> Trecho fornecido
┌────────

Expedição Centenária Roosevelt-Rondon  1ª Parte – XXVIII

O Canoeiro

Corumbá – Boca do Rio Cuiabá II  

20.12.1913 

Rondon 

Para evitar outras caminhadas improfícuas, mandei no dia seguinte um dos azagaieiros, denominado Miguel Henrique, correr os campos, a ver-se encontrava sinais recentes da presença de onças. O homem voltou com a notícia de haver descoberto rastros da noite precedente, reveladores da passagem de um casal daqueles felinos para um Capão de mato, onde eles tinham o seu refúgio. (RONDON)

21.12.1913 

Rondon 

Para esse lugar partimos na madrugada e 21 e, pouco depois das 06h00, descobríamos a primeira onça, um belo espécime da nossa temível canguçu, que foi abatida por uma bala certeira da Springfield do Sr. Roosevelt. (RONDON)

└────────

> Linhas de dados

┌────────

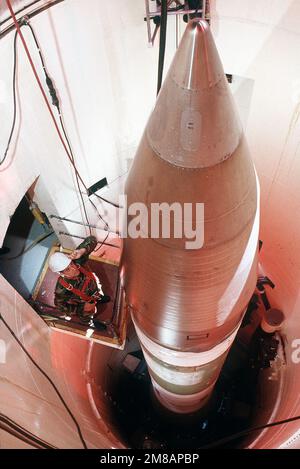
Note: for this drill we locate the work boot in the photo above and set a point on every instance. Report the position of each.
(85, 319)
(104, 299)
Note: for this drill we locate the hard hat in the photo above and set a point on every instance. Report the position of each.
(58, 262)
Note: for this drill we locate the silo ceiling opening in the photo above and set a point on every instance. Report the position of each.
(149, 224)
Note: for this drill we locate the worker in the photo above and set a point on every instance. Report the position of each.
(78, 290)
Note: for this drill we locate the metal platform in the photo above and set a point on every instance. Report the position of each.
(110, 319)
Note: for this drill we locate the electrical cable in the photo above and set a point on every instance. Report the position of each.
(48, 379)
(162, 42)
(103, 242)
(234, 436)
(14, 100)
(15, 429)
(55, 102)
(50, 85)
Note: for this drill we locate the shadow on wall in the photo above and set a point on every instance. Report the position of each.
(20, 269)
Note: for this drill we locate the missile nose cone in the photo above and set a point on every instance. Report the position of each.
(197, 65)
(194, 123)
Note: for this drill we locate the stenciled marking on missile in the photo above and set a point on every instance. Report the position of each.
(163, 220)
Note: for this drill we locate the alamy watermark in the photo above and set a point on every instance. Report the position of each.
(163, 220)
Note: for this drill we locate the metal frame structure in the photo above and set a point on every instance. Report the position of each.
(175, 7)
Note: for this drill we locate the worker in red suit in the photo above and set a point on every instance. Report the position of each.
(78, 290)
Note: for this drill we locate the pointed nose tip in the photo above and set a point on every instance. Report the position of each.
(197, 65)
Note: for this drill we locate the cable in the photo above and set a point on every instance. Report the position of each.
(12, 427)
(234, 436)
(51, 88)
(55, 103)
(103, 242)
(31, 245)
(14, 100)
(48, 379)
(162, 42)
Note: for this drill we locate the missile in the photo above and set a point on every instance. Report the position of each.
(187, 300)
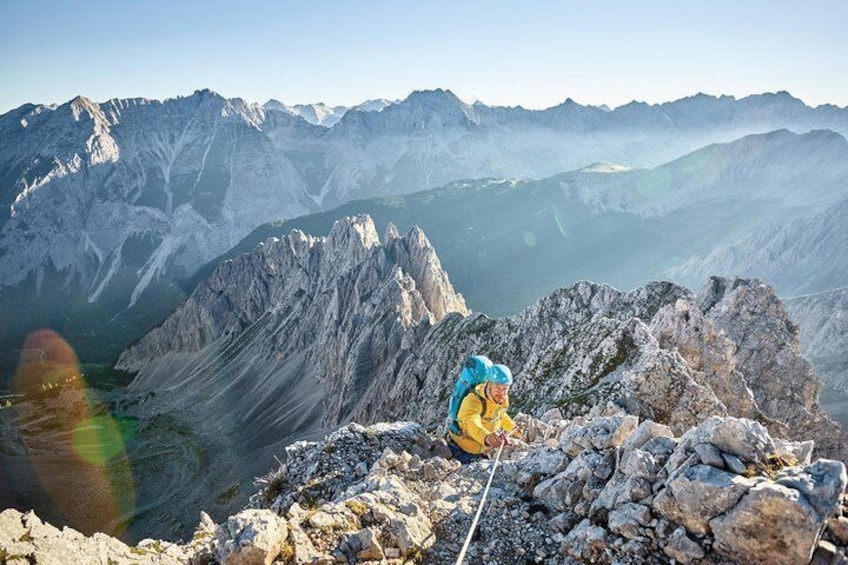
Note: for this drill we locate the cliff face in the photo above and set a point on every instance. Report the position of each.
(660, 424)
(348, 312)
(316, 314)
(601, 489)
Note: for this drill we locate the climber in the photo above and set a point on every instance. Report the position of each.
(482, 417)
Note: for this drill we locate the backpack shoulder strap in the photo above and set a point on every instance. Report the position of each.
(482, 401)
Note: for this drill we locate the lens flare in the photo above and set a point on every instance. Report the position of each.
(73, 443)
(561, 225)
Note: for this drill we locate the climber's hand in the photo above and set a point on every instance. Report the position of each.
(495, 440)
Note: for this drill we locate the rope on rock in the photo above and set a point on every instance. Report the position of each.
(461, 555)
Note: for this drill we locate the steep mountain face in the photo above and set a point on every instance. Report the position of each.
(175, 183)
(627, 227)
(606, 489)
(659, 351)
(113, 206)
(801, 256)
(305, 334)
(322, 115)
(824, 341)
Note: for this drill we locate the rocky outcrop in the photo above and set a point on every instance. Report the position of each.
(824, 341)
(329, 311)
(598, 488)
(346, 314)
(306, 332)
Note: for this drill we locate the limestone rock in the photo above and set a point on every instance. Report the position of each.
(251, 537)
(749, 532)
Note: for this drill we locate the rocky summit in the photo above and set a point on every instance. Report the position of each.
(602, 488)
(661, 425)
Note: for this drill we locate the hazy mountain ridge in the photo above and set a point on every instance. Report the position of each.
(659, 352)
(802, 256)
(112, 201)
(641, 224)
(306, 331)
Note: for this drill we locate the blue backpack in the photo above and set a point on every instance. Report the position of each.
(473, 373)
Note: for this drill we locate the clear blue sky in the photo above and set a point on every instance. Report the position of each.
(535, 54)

└────────

> Tarefas a fazer
1. Copie do relato da expedição, sem mudar nada, o trecho que vai de "Expedição Centenária Roosevelt-Rondon  1ª" até "seu refúgio. (RONDON)".
2. Escreva a continuação do relato da expedição a partir do ponto em que ele para.
O material acima não é necessário.

> Respostas às tarefas
1.
Expedição Centenária Roosevelt-Rondon  1ª Parte – XXVIII

O Canoeiro

Corumbá – Boca do Rio Cuiabá II  

20.12.1913 

Rondon 

Para evitar outras caminhadas improfícuas, mandei no dia seguinte um dos azagaieiros, denominado Miguel Henrique, correr os campos, a ver-se encontrava sinais recentes da presença de onças. O homem voltou com a notícia de haver descoberto rastros da noite precedente, reveladores da passagem de um casal daqueles felinos para um Capão de mato, onde eles tinham o seu refúgio. (RONDON)

2.
22.12.1913  

Rondon 

No dia imediato tomamos rumo do Taquari Velho e descobrimos a segunda onça, que foi morta pelo Sr. Kermit, a tiro de Winchester. (RONDON)

23.12.1913 

Magalhães 

A 23, pelas 11h15, partiu a carreta conduzindo as bagagens e às 14h45 partiu a comitiva da Expedição através dos campos alagados, de regresso ao porto do Riozinho [braço do Rio Taquari] onde reembarcou todo pessoal no paquete “Nyoac”, que aí aguardava essa chegada. (MAGALHÃES, 1916)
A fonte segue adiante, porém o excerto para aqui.